On one hand, the studies by Cain Hope Felder, Randall C. Bailey, and Michael J. Brown have come to shape black biblical scholarship. Each is interested in chronicling and displaying ways that African American scholars interpret texts and the worlds from which those texts emerge. These studies offer important critiques of the history of scholarship, while presenting new interpretations with keen attention to the marginalizing work of the politics of gender, class, and racialization.¹³ Much of the important work in black biblical scholarship, such as the studies by Stephanie Buckhanon Crowder,¹⁴ Gay L. Byron,¹⁵ Cheryl Anderson,¹⁶ Brian K. Blount,¹⁷ Rodney L. Sadler,¹⁸ Mignon Jacobs,¹⁹ Wilda Gafney,²⁰ and Love L. Sechrest,²¹ has followed this paradigm. To varying degrees, each study takes up biblical interpretation as specialized academic activity largely disconnected from the ordinary cultural forms by which black people apprehend the Bible.²² Wimbush’s work, on the other hand, has focused on black people’s discovery and encounter with the Bible as a phenomenon of black culture. In successive works, he advances the project of theorizing this dimension of the larger enterprise.²³ Recently, works by Allen D. Callahan and Margaret Aymer have followed this second paradigm.²⁴
Pioneers in both approaches have raised important challenges for the direction of future work. First, Wimbush challenges the scholars to leave no practice or practitioner in the whole phenomenon without critical attention
and to pursue "not so much [ . . . ] what ‘scriptures’ mean (in terms of content), but how scriptures mean in terms of psycho-social-cultural performances and their politics)."²⁵ Second, Bailey argues for interrogating the political locations of writers and interpreters along with a rigorous analysis of the text itself.²⁶ Third, Brown’s study calls upon scholars to focus on liberating the marginalized even within our marginalized discourse to create for them the possibility of authentic human existence.
²⁷ Fourth, Hugh R. Page, Jr., calls for African American interpretation to be "both a reflection of Africana life and the role that the First Testament has played in it."²⁸ These four challenges press African American biblical interpretation to rethink itself and its place in the field of biblical studies. Together, they expand the work of African American biblical interpretation and call it to think of itself beyond its current methodological and theoretical boundaries.

Location identification items:
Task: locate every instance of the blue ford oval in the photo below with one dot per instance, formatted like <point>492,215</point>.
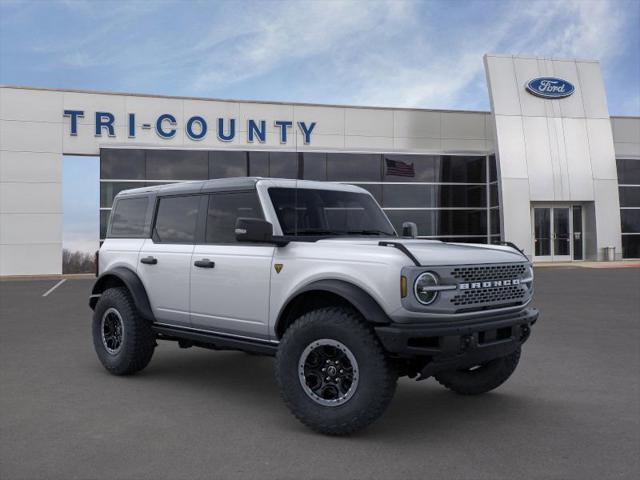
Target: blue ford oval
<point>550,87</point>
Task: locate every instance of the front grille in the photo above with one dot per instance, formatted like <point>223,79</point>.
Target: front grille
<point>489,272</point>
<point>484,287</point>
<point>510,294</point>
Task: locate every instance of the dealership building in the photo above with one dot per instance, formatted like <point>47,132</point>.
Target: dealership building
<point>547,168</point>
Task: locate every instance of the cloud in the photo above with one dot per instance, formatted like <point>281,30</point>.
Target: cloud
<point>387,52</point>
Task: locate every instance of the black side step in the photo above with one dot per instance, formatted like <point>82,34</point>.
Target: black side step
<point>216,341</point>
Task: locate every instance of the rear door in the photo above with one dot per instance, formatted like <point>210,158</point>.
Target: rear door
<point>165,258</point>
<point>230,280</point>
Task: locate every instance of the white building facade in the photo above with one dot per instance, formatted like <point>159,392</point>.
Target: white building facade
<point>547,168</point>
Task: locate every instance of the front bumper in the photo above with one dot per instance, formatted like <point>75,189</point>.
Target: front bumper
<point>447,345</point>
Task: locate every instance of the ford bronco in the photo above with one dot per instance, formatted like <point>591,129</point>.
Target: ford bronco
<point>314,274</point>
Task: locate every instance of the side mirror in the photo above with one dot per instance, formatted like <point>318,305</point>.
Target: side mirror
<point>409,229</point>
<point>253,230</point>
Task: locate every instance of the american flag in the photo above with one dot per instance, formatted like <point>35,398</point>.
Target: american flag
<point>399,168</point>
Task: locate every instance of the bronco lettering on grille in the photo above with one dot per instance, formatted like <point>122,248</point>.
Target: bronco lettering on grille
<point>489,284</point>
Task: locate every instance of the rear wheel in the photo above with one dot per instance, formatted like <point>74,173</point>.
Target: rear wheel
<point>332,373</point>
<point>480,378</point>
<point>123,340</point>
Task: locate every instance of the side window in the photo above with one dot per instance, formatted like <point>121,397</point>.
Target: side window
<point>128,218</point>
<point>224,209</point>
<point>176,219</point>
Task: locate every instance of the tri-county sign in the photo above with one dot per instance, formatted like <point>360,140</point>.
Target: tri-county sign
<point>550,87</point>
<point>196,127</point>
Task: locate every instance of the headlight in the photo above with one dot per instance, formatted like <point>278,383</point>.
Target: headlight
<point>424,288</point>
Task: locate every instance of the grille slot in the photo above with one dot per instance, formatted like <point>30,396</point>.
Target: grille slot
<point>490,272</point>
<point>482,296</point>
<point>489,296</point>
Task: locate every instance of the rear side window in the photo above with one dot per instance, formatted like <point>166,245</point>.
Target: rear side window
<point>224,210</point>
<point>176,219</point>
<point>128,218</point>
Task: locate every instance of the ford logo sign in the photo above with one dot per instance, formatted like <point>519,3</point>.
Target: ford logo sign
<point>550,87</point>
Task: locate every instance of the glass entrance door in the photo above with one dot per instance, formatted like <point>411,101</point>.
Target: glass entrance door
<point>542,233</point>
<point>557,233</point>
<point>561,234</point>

* * *

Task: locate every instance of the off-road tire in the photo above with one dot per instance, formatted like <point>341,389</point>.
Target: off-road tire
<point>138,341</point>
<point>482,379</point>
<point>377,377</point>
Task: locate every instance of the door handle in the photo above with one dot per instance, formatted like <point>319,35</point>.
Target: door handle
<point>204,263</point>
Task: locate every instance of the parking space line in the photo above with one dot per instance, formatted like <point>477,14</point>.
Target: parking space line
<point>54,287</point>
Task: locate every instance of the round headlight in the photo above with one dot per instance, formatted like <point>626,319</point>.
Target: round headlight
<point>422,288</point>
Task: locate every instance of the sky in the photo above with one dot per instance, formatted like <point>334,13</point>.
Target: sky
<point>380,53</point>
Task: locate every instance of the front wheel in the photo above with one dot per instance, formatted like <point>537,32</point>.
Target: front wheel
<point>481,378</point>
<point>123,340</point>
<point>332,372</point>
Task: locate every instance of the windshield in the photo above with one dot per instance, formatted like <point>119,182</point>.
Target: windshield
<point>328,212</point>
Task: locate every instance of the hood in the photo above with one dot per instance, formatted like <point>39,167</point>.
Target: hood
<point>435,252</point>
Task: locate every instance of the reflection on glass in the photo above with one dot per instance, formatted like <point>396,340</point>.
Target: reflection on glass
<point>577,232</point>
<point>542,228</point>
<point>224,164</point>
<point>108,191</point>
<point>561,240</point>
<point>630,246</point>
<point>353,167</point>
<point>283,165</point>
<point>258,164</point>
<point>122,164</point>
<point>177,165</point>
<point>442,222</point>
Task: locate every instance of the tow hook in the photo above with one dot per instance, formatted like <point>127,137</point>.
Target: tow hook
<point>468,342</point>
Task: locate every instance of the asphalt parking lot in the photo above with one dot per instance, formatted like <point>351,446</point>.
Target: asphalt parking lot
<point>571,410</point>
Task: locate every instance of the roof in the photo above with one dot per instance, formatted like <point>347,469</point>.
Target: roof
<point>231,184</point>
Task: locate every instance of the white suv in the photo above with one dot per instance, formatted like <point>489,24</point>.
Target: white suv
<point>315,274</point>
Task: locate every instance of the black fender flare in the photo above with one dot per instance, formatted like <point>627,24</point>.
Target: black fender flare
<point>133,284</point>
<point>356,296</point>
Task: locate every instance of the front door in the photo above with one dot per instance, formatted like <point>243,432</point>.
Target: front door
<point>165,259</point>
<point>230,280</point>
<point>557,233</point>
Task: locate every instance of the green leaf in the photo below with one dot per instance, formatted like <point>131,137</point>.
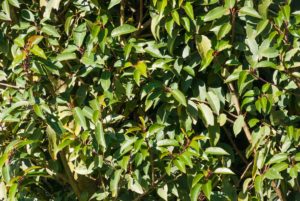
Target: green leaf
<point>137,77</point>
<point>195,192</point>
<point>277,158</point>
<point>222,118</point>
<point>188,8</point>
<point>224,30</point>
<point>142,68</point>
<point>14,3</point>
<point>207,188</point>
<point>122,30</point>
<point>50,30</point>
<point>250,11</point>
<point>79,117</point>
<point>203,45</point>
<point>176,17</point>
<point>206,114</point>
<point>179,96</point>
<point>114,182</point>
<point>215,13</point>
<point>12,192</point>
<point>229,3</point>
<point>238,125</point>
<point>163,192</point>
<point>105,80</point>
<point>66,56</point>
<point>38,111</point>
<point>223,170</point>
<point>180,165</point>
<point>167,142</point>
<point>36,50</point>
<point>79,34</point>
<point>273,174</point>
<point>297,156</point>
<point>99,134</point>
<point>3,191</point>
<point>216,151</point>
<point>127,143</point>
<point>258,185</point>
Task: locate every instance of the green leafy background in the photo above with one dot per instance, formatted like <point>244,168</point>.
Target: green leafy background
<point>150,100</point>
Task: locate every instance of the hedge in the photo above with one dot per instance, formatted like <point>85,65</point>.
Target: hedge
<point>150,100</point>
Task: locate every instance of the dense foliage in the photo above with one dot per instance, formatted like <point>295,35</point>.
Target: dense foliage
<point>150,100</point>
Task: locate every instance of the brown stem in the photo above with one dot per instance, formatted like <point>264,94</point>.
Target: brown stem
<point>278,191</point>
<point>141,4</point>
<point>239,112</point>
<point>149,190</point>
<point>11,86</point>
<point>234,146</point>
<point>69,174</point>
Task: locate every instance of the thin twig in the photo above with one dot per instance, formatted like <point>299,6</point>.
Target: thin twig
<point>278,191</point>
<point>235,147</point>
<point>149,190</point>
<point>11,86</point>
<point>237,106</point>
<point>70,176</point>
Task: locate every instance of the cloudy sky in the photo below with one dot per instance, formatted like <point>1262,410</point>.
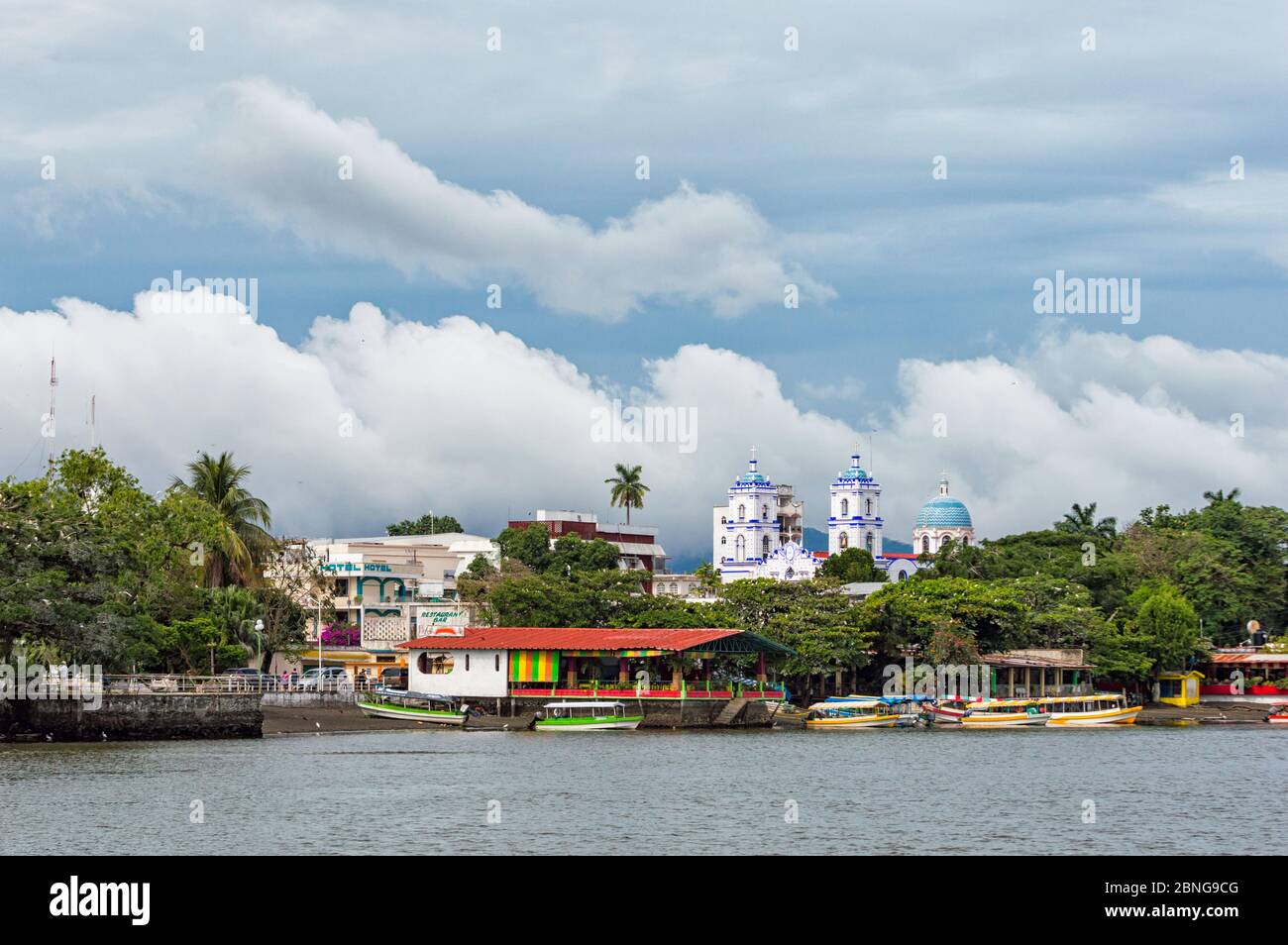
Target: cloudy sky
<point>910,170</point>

WHAT IS EXPECTED :: Extend the passage on African American biblical interpretation, starting after its final sentence.

TASK RESULT ::
This book positions itself between these two types of studies and responds to these four challenges by focusing on textuality, that is, how texts come to mean within cultural fields of significance. It does this in two ways. First, it retrieves a tradition of non-specialist interpretation that preceded and deeply influenced African American academic interpretation. Second, it critically appraises the politics of interpretations as much as the interpretations themselves. In this second endeavor, the book takes seriously the notion of culture as all-encompassing. It understands scholarly activity as deeply embedded in wider webs of significance
with no radical disjuncture between the academy and the world and traces strands of the larger history of black people’s encounter with the biblical text from the antebellum period to the late twentieth century. In this way the book is both informed by and informative of the unfolding black culture to which it is committed. Ultimately, this book contributes to the long tradition of investigating black people’s continuing encounter with the Bible by clearing one more mile on the path toward freedom.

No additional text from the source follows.